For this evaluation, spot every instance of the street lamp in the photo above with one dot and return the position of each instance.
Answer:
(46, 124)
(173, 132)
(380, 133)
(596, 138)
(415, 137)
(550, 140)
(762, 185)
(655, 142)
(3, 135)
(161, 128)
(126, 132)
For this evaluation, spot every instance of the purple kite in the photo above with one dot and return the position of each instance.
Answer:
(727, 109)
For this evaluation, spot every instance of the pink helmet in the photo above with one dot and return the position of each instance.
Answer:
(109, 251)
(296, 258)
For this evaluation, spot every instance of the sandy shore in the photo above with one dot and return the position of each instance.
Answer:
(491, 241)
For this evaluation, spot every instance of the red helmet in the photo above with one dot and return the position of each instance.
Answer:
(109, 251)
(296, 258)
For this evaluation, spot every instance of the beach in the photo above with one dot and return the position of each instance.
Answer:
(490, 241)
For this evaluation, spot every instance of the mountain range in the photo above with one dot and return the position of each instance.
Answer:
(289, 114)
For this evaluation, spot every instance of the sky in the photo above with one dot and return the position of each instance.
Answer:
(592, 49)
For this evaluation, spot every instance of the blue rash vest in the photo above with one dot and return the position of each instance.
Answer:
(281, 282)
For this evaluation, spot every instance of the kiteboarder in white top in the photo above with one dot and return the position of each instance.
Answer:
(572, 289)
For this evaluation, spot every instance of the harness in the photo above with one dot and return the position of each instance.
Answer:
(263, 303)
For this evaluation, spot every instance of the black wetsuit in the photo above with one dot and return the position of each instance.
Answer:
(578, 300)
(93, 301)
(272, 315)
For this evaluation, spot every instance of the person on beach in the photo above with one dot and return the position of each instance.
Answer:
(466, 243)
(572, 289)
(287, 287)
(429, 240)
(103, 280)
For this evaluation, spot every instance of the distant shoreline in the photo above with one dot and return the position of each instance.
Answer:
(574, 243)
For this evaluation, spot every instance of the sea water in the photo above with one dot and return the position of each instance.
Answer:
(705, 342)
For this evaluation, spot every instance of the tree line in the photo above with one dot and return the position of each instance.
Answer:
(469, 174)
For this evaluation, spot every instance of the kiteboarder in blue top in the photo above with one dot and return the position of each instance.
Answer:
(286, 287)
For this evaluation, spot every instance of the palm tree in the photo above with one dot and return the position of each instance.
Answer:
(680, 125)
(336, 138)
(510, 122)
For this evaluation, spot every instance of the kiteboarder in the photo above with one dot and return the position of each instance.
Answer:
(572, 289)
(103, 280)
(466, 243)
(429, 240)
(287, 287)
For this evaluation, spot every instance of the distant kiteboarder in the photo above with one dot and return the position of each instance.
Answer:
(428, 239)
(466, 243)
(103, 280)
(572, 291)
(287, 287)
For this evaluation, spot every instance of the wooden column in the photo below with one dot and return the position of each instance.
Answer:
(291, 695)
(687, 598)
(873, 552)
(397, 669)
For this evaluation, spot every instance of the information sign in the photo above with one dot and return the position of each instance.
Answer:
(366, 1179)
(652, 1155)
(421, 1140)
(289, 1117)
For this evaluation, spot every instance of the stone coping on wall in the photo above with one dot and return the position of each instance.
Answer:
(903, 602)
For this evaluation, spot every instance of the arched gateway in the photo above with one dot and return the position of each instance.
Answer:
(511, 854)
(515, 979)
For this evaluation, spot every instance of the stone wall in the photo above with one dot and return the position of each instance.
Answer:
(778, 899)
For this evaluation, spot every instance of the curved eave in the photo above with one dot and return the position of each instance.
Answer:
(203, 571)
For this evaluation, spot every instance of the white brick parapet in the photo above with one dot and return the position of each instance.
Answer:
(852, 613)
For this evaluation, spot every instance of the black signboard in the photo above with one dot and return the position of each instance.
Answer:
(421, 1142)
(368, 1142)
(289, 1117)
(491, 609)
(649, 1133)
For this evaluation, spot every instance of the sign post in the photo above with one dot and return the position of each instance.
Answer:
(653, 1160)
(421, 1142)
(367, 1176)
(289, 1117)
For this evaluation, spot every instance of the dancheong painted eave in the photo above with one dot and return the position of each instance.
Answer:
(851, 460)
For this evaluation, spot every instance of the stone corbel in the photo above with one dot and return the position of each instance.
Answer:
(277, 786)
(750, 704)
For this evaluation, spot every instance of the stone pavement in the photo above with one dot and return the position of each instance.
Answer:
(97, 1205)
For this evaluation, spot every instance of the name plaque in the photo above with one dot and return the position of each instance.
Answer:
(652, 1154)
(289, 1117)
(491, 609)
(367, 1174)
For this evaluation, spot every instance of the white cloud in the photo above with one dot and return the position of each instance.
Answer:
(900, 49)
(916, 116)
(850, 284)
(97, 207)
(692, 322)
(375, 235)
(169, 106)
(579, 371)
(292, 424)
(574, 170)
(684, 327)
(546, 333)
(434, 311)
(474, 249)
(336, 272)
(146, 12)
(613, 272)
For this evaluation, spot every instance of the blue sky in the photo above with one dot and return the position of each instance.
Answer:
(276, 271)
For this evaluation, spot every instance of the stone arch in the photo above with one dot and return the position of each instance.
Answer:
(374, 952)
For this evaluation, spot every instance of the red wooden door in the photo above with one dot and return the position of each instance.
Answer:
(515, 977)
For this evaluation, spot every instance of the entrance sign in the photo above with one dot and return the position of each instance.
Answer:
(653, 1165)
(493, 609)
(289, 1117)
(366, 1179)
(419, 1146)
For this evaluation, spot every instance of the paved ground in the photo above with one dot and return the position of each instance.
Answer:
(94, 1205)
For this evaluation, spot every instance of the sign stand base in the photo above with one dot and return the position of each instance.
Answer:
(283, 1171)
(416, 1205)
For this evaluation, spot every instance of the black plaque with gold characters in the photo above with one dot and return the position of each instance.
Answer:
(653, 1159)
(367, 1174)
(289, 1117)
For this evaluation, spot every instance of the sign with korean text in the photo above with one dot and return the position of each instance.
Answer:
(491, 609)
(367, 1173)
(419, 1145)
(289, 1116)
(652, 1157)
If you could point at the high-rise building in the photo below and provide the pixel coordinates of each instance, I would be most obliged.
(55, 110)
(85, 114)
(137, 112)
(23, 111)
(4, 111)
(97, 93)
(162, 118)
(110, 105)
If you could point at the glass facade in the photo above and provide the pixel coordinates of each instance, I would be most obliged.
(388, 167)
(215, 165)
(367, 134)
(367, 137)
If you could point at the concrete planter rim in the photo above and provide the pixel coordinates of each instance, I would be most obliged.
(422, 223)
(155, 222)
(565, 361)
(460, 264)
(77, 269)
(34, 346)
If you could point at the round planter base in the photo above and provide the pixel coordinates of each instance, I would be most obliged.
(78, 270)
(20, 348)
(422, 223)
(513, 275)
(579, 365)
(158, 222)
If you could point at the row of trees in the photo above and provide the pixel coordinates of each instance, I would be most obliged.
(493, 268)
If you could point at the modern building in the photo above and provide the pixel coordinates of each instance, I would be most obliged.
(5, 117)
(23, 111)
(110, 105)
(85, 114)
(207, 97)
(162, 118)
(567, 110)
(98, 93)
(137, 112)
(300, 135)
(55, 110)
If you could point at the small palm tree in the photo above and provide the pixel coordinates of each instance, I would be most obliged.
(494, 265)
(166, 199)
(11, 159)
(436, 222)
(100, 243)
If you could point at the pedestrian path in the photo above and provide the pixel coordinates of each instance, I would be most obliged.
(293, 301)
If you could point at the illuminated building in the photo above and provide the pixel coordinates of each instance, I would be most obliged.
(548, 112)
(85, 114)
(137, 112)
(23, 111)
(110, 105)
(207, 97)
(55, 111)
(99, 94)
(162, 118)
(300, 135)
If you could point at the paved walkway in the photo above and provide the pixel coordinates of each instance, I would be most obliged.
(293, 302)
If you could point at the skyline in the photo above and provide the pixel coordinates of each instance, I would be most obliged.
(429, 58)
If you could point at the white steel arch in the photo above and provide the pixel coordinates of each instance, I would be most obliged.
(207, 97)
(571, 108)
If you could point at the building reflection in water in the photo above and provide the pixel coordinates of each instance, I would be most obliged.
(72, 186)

Objective.
Give the material again from the line with "For this evaluation, spot every instance of the paved" up to and including the line with "(416, 1205)", renaming "paved ground" as "concrete pavement" and leaving everything else the same.

Output.
For this evaluation, spot every instance of the concrete pavement in the photo above with one dot and return the position of each instance.
Answer:
(94, 1205)
For this evaluation, spot every instance of the sign stand base in the photo above with one dot and return the position of each instance.
Answer:
(283, 1171)
(416, 1205)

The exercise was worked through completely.